Выставку, посвященную памяти родителей, организовал скульптор Михаил Лившиц — сын видного белорусского живописца Хаима Лившица, одного из творцов белорусского «сурового стиля». Многие его полотна — в том числе такие известные и значительные, как «После работы», «Портрет композитора Н.Н. Чуркина», «Янка Купала и Кузьма Чорный в Печищах в 1942 году» — хранятся в Национальном художественном музее Республики Беларусь. Но главная его работа — «Минская молитва» — до сих пор не выставлялась на белорусской земле. В Америке ее показали на одной из последних прижизненных выставок художника в марте 1994 года.
— Картина находится у нас, эту работу отец привез в Америку только в рисунке углем, — рассказывает дочь художника Ася Абельская.
Семья эмигрировала в два этапа. В 1980 году уехал сын Михаил, в 1991 году к нему присоединилась остальная семья.
— Не знаю, правильно ли мы сделали, что уехали, — делится сомнениями Ася Абельская. — Где родился, там и пригодился. Хорошо, наверное, только в том плане, что увидели мир, другое общество…
Не хочу ее разочаровывать, но очень и очень многие белорусы путешествуют и видят гораздо больше, чем они, сидя в Америке.

ЗАПИСИ ДЛЯ УПРАЖНЕНИЯ:
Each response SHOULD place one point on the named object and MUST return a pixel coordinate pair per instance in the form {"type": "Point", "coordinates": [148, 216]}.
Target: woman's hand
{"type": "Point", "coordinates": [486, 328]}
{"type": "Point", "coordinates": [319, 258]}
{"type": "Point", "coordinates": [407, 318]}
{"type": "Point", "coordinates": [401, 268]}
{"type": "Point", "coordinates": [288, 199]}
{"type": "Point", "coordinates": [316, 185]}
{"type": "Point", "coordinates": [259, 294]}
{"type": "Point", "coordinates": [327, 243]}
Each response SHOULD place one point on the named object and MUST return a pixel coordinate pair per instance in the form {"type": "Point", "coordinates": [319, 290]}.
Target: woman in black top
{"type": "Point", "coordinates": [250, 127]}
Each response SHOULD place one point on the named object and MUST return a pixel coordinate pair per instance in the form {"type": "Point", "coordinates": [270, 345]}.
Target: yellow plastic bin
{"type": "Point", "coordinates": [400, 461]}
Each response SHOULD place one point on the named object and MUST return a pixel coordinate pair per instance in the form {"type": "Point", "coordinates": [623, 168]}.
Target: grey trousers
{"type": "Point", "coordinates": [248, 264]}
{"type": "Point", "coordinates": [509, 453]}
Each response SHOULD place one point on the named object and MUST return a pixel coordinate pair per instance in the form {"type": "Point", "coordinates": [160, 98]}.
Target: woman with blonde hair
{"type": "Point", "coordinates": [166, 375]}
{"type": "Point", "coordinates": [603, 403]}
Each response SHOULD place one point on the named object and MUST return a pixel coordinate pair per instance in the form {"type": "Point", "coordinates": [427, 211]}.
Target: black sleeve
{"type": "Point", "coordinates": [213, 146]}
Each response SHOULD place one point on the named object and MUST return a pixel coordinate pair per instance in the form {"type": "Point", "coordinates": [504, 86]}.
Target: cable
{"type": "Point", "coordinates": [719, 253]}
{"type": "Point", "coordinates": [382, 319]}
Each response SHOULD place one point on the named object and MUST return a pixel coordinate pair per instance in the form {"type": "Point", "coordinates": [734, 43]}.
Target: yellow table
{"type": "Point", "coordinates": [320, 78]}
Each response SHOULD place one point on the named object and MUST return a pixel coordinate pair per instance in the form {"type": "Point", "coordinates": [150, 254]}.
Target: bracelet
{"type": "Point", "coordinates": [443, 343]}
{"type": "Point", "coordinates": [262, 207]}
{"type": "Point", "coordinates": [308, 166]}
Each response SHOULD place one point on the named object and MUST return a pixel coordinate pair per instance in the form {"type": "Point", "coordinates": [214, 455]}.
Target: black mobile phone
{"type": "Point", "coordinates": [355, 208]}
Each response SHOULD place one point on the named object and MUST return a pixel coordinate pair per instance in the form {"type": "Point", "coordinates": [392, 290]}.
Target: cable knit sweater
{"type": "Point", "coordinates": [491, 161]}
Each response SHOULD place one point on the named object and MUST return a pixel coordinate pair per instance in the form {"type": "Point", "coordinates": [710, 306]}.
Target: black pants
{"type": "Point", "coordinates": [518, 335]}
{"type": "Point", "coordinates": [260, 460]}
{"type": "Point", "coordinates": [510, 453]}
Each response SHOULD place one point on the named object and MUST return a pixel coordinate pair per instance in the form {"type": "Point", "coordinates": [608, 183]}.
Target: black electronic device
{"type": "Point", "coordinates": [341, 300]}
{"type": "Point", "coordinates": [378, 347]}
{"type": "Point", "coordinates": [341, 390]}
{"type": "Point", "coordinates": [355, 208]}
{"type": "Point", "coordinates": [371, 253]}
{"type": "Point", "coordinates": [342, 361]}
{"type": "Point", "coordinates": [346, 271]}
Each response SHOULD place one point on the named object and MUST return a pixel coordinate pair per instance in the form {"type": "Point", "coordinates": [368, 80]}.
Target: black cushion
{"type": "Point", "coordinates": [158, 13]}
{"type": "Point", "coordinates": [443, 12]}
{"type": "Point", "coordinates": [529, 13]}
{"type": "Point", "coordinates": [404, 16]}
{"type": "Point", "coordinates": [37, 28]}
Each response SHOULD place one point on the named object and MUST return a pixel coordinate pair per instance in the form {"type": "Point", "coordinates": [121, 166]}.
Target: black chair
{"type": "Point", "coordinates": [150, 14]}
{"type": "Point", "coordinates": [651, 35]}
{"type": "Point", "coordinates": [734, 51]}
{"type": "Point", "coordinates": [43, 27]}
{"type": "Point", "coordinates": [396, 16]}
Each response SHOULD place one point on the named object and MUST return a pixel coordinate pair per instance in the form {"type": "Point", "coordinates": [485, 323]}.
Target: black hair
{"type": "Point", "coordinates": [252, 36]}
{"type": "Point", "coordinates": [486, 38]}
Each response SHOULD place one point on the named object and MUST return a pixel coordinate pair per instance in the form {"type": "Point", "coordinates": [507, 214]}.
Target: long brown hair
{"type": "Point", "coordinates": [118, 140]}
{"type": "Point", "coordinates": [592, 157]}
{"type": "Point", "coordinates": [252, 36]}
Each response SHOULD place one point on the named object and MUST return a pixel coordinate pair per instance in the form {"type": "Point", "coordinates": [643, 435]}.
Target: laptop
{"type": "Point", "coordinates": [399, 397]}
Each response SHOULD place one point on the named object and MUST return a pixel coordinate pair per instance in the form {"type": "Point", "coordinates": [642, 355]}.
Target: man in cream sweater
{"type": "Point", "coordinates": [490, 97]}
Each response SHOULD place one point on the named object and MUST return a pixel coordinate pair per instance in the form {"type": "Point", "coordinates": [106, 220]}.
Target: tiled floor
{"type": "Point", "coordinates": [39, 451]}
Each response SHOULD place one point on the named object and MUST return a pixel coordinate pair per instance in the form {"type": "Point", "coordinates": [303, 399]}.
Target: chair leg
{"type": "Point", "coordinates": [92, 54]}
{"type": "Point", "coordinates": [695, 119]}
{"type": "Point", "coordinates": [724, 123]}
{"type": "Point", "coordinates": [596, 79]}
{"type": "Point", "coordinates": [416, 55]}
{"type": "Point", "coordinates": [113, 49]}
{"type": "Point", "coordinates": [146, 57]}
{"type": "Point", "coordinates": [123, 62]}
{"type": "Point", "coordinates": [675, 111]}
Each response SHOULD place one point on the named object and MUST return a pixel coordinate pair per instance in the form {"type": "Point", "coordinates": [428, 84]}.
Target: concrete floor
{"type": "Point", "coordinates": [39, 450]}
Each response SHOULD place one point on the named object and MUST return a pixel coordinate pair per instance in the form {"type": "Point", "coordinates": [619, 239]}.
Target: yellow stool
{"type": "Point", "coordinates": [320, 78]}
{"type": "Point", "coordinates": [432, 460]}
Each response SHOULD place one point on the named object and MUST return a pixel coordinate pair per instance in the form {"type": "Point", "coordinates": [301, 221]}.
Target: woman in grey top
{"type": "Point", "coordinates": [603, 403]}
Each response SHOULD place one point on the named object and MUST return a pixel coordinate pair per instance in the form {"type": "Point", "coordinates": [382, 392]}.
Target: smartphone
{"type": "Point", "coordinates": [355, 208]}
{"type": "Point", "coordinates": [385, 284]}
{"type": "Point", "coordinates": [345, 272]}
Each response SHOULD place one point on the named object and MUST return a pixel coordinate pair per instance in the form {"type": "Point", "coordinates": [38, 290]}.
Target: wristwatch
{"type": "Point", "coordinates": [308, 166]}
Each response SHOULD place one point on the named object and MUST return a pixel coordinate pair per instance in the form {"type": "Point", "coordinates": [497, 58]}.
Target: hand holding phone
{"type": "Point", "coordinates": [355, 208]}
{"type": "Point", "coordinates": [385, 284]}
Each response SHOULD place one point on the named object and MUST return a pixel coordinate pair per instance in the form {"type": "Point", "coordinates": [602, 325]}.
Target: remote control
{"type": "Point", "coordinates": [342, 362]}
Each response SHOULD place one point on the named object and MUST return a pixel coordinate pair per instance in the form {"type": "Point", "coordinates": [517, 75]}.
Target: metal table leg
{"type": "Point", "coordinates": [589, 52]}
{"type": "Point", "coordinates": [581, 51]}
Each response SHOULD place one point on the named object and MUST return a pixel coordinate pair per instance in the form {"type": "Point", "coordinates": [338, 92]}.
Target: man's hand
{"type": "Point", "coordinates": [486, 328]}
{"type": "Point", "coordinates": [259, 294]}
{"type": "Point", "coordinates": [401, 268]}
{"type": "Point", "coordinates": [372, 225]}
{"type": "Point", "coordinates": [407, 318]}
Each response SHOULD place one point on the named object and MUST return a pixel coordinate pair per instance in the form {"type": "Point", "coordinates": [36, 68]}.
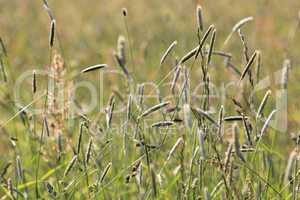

ЗАДАНИЯ И УПРАЖНЕНИЯ:
A: Назовите все картины Хаима Лившица, упомянутые в тексте о выставке памяти родителей.
B: Отфильтруйте записи и выпишите каждую строку, где встречается слово «table». Регистр учитывается.

РЕШЁННЫЕ ЗАДАНИЯ:
A:
«После работы»
«Портрет композитора Н.Н. Чуркина»
«Янка Купала и Кузьма Чорный в Печищах в 1942 году»
«Минская молитва»

B:
Target: yellow table
Target: metal table leg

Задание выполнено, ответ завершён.